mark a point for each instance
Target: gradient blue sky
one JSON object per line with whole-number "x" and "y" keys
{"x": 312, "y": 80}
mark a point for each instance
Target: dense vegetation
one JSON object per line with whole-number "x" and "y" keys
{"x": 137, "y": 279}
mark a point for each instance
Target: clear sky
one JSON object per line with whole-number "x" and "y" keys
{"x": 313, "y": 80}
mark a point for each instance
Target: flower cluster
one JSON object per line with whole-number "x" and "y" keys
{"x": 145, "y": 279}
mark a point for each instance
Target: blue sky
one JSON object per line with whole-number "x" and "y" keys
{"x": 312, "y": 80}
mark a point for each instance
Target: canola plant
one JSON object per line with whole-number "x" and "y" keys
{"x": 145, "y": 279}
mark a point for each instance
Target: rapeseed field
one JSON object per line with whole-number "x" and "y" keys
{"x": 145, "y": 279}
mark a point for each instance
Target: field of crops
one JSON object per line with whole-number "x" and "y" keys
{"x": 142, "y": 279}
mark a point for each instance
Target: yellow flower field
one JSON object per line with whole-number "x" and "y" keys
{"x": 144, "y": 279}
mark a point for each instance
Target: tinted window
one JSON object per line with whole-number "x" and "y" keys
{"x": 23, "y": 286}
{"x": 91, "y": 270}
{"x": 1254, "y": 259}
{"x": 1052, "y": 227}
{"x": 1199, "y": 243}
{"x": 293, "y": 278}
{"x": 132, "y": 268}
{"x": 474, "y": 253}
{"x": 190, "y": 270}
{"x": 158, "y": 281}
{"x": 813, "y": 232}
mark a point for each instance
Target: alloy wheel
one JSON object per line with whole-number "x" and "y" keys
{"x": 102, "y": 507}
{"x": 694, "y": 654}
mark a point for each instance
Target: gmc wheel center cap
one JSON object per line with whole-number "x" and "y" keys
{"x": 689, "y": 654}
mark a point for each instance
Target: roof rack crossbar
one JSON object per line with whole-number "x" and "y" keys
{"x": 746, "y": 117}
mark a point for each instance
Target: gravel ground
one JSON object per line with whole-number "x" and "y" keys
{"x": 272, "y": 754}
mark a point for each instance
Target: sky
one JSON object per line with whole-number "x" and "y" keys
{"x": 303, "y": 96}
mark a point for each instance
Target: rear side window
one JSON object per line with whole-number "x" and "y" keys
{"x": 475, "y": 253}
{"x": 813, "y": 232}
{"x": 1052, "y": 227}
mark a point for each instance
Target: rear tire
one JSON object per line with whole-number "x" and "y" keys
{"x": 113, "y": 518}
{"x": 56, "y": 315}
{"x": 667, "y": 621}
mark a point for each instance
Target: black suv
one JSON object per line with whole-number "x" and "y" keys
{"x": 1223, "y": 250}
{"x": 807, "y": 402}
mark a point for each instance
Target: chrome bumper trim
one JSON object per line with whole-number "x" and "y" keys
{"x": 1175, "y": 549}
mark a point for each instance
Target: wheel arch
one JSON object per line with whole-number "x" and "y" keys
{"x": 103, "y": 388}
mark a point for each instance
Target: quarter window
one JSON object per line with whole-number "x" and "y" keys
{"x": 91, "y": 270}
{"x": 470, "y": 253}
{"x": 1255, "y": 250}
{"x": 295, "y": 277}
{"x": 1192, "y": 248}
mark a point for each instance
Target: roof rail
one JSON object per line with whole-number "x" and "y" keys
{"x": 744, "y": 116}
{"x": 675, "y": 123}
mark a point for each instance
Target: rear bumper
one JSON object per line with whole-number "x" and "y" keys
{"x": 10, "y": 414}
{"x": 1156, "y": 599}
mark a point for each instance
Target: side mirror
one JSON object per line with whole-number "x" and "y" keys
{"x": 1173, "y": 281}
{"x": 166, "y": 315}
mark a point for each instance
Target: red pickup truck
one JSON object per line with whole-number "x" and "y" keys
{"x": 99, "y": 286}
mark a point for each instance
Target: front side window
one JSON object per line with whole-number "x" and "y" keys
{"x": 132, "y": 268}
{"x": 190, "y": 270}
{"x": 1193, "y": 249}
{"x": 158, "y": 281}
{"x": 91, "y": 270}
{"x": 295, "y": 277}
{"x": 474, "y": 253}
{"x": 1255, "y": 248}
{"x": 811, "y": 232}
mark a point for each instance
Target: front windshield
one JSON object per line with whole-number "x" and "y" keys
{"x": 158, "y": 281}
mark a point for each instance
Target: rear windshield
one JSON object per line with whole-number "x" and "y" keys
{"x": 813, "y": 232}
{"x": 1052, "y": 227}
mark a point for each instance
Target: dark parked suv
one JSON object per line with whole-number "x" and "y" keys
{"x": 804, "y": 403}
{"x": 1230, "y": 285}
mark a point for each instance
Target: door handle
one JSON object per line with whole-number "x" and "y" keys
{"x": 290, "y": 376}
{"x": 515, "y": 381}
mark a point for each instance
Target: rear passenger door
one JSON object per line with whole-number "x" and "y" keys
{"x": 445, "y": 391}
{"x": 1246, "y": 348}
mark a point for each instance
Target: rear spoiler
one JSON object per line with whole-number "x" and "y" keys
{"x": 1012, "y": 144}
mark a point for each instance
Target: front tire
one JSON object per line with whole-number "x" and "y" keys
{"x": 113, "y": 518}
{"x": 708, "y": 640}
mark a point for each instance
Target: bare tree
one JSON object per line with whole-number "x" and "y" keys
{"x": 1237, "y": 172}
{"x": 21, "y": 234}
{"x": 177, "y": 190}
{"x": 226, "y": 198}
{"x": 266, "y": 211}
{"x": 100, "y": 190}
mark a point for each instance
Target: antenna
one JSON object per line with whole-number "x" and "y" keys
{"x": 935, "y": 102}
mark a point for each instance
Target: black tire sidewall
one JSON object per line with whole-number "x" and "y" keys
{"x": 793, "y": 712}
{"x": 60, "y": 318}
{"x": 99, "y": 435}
--------------------------------
Extract every line of the material above that contains the string "black", matching case exactly.

## Answer to the problem
Target: black suv
Target: black tire sidewall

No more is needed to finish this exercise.